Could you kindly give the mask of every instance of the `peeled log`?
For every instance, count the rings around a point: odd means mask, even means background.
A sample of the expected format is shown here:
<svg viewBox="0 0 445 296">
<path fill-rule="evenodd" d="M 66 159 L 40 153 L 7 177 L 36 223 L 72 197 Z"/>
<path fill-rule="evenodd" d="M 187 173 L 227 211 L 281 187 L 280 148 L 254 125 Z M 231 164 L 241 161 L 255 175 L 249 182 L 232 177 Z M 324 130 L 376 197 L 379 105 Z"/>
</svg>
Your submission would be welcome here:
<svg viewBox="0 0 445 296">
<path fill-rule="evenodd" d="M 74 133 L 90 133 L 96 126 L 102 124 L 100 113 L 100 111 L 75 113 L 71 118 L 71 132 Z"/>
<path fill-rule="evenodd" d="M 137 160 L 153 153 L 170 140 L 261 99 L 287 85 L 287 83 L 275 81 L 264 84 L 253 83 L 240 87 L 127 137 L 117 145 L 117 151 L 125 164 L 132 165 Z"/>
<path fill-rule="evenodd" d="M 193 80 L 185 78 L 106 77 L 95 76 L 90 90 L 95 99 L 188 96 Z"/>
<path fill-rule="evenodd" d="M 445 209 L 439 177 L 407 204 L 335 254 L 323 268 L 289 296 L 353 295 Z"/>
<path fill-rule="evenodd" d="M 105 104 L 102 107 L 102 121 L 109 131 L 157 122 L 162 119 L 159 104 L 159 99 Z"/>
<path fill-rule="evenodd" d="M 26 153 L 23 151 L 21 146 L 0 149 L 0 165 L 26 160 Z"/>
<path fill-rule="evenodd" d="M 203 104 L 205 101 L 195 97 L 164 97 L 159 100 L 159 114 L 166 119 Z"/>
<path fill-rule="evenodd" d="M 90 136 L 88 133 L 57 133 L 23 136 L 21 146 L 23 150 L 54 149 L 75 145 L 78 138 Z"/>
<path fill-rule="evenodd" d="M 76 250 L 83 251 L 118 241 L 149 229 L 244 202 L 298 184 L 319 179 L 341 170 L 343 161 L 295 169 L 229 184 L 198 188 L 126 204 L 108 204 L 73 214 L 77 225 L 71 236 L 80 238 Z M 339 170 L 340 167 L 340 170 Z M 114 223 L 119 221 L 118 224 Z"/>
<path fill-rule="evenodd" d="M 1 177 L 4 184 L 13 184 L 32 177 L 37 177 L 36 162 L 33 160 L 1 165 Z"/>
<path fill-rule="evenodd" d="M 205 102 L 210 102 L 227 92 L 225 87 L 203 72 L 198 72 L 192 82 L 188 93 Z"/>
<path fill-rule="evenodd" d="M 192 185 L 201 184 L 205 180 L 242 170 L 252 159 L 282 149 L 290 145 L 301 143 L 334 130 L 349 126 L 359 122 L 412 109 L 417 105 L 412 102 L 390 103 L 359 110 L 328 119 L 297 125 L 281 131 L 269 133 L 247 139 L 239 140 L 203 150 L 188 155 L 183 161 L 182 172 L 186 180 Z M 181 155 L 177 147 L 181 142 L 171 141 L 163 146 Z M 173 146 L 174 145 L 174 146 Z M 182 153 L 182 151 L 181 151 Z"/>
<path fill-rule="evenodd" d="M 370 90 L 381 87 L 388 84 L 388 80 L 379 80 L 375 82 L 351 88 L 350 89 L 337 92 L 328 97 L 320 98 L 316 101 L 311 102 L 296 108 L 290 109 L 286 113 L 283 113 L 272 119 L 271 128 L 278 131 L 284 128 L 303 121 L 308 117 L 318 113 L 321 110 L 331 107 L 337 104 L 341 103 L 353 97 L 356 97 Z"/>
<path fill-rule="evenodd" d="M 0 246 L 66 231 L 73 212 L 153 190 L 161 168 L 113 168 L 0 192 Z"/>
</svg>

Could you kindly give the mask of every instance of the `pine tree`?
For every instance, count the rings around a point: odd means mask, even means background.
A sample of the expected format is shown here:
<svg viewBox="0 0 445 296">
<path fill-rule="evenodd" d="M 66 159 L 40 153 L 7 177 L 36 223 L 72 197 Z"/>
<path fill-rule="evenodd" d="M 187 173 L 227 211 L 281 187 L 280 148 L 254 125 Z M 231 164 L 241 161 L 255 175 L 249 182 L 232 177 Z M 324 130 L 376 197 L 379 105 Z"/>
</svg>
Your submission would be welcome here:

---

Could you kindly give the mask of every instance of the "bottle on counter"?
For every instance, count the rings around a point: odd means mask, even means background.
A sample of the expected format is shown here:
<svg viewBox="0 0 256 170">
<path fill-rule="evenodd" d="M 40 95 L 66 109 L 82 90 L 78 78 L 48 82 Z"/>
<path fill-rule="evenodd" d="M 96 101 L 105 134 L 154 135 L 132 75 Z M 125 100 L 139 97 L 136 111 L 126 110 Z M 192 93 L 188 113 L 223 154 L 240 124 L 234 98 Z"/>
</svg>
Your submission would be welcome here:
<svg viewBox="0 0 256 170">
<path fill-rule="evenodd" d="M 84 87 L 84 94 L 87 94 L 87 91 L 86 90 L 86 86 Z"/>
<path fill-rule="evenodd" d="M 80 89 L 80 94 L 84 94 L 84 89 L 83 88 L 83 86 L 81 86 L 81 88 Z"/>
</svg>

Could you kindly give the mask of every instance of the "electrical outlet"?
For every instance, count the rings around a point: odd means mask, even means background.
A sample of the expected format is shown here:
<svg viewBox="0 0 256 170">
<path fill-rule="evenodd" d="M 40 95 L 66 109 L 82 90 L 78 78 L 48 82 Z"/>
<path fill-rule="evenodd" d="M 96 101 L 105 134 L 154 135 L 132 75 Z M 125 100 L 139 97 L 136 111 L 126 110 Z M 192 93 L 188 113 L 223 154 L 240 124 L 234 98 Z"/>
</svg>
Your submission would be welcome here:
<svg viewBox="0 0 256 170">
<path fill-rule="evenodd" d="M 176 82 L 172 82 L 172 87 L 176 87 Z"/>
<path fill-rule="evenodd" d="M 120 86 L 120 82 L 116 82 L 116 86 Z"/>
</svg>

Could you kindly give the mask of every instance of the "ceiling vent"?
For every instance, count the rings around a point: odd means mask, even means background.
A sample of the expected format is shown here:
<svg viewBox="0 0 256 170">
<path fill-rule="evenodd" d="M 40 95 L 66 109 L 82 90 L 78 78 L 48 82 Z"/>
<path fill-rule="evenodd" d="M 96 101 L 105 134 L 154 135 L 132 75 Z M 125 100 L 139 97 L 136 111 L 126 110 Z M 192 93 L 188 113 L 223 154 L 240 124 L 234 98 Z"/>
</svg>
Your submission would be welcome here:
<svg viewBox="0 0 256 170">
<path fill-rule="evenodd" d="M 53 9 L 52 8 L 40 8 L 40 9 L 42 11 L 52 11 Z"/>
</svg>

The problem: Count the lines in the records above that contain the string "Could", treating uppercase and lowercase letters as different. Reply with the number alone.

In response: 5